** Your goal **
The required output is the line containing "Target: tall chimney stack" followed by every line after it to the end of the listing, each written out exactly.

** Data section **
↓

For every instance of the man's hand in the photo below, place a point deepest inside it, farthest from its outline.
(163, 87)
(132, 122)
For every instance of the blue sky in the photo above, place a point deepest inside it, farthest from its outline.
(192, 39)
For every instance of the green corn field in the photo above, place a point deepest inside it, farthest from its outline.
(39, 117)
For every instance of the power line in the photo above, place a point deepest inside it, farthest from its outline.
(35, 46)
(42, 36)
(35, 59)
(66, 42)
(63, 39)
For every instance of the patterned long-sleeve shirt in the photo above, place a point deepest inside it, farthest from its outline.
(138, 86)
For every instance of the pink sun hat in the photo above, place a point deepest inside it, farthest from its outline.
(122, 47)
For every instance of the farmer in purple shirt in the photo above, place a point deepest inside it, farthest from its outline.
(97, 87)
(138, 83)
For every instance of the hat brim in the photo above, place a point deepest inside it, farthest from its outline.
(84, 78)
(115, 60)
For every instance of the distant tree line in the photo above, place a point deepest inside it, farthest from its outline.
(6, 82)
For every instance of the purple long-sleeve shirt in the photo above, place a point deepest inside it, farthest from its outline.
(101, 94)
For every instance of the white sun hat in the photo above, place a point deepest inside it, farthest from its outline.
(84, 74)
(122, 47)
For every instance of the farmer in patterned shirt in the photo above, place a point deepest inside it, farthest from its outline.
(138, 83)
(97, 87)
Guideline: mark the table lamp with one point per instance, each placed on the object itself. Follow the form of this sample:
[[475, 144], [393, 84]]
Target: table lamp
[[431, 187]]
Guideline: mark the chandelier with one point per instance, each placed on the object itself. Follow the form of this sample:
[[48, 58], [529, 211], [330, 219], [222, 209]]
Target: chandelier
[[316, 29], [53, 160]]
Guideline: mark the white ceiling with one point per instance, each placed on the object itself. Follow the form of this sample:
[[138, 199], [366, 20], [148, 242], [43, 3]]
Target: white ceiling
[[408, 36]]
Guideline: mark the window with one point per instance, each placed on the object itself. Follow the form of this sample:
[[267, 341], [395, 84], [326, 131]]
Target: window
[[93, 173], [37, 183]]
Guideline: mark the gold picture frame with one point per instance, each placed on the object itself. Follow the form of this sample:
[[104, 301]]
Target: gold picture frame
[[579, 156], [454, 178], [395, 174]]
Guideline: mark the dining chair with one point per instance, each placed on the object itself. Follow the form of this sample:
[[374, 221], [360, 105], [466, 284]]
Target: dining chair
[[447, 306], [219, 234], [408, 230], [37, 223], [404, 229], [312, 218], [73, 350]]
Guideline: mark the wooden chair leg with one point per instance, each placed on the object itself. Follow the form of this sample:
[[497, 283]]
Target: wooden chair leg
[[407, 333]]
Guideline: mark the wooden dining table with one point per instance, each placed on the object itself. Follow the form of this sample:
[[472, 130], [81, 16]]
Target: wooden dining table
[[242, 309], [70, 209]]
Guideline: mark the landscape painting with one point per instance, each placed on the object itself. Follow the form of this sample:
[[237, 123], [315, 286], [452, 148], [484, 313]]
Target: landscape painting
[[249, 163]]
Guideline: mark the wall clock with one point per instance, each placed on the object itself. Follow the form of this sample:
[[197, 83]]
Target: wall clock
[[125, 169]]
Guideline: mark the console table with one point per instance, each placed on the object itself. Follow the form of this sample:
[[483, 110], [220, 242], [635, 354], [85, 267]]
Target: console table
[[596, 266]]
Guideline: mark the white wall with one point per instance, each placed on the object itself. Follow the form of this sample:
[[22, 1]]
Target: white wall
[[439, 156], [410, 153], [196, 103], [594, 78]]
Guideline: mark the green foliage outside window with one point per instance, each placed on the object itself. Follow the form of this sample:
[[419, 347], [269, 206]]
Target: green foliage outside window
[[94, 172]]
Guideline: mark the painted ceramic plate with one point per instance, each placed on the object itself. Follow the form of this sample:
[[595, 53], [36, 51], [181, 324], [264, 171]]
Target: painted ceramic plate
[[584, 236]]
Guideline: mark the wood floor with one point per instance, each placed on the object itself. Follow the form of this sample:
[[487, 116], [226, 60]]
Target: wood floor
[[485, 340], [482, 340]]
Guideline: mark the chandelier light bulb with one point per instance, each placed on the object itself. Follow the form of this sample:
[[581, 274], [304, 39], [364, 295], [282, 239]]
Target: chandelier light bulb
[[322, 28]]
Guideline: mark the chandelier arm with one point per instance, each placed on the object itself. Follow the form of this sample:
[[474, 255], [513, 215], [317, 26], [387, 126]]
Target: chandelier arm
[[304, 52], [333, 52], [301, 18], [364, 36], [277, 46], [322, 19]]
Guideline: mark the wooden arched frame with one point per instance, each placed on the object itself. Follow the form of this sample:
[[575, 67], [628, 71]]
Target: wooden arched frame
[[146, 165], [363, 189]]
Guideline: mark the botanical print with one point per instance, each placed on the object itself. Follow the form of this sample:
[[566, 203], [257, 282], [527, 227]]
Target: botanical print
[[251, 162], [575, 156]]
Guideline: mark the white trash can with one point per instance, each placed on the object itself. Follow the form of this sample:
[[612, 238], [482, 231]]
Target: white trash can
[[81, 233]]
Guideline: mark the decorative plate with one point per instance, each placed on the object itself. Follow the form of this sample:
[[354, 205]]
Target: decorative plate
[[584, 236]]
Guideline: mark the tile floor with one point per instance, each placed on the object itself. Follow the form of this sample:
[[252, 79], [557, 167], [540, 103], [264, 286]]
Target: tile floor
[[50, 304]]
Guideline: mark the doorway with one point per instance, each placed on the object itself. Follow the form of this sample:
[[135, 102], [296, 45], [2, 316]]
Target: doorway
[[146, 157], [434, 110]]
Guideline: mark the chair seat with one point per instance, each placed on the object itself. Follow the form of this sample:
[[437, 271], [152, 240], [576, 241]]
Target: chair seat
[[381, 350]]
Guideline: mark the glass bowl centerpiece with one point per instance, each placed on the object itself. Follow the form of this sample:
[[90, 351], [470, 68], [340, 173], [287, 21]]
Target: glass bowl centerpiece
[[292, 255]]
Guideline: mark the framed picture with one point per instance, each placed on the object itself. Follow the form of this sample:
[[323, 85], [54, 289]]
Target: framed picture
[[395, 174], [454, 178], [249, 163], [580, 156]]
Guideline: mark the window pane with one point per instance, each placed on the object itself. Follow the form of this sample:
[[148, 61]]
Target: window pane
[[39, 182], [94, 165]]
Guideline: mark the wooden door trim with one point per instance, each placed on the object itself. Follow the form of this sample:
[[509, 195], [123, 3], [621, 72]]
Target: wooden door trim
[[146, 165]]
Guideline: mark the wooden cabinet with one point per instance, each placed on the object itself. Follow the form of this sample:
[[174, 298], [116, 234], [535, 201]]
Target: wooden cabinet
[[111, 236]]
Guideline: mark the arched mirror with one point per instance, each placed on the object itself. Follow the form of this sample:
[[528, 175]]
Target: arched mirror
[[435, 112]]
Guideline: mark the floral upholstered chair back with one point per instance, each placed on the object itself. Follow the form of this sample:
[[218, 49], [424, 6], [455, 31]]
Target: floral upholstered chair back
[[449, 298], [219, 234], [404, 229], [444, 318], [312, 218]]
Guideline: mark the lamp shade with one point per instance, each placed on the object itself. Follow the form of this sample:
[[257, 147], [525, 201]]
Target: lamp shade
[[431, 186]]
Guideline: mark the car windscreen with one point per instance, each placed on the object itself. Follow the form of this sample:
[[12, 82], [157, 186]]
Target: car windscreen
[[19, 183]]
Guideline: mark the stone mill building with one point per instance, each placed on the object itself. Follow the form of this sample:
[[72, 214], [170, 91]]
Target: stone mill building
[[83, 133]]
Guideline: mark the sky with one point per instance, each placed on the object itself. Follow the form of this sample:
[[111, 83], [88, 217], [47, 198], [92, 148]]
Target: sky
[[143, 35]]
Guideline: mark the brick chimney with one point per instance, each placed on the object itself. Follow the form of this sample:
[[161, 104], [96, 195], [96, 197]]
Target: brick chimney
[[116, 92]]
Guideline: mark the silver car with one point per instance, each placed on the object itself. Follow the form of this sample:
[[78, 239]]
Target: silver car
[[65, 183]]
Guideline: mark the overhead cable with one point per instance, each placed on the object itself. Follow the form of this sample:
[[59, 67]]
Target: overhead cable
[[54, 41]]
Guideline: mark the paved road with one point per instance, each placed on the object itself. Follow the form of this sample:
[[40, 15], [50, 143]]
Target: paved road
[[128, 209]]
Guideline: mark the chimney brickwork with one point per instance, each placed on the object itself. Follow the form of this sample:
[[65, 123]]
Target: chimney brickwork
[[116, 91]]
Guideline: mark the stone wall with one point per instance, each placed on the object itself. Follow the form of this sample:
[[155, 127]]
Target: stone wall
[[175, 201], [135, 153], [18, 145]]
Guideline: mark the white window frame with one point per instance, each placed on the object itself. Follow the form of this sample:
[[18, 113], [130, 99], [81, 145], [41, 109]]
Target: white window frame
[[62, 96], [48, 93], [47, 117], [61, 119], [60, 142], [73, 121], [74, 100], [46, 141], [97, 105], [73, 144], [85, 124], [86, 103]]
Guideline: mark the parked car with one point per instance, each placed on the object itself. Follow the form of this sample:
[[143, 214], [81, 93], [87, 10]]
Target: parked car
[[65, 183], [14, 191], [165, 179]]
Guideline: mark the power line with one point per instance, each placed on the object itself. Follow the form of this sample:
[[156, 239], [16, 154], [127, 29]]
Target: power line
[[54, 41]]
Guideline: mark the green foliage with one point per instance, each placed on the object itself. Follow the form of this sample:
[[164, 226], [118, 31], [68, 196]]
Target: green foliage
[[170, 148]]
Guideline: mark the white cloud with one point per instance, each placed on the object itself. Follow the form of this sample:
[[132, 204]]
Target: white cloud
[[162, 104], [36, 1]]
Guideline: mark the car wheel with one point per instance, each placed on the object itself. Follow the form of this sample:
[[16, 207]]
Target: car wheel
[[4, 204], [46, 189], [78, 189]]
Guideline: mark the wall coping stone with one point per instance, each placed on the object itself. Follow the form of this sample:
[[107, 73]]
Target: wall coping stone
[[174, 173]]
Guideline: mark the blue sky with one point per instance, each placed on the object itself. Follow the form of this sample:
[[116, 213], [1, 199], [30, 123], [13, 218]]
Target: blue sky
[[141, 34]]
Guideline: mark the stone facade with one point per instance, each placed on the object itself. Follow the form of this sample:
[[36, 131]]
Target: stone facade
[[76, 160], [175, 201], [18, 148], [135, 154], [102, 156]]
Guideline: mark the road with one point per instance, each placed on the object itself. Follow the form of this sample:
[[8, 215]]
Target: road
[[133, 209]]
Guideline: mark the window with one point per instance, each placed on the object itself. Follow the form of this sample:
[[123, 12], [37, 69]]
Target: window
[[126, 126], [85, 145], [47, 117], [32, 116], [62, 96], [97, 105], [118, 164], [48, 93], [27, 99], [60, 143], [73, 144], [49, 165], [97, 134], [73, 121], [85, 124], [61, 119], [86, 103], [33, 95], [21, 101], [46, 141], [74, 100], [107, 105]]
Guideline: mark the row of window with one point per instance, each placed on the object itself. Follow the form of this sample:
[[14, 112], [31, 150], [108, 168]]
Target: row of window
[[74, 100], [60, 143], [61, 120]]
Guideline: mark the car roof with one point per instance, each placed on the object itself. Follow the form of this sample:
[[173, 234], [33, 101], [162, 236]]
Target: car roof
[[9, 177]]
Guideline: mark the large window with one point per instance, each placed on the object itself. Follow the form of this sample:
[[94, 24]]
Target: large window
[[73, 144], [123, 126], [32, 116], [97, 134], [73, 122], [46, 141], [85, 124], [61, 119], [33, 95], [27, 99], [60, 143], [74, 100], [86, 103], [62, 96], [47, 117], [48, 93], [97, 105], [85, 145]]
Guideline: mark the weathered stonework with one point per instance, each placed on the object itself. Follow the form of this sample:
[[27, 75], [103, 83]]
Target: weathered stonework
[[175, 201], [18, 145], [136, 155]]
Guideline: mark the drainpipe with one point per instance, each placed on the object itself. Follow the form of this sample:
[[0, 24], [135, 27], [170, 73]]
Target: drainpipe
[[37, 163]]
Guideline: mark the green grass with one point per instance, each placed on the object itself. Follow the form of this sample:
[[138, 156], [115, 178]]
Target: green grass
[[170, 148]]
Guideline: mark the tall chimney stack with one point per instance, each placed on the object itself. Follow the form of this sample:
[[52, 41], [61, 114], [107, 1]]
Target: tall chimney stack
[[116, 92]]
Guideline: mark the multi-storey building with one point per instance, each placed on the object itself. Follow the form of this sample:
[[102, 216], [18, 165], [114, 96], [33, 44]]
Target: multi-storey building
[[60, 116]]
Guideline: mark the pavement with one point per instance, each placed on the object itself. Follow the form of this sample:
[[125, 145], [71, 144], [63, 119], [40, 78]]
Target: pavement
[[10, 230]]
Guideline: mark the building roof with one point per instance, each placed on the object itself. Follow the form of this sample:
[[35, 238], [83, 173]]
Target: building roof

↑

** Written answer **
Target: tall chimney stack
[[116, 92]]
Guideline: mark the multi-storey building with one point per instance, each placed on the object itself. Follow the form of this sample:
[[102, 216], [18, 165], [114, 96], [33, 44]]
Target: multi-storey building
[[60, 116]]
Guideline: mark the pavement with one point per instance, each placed on the object itself. Follow the form of this sample:
[[125, 145], [71, 144], [63, 119], [40, 78]]
Target: pavement
[[10, 230]]
Guideline: mark the building roof with one point per instance, each placed on the object itself. Follow the form of this sample:
[[35, 238], [83, 173]]
Target: building roof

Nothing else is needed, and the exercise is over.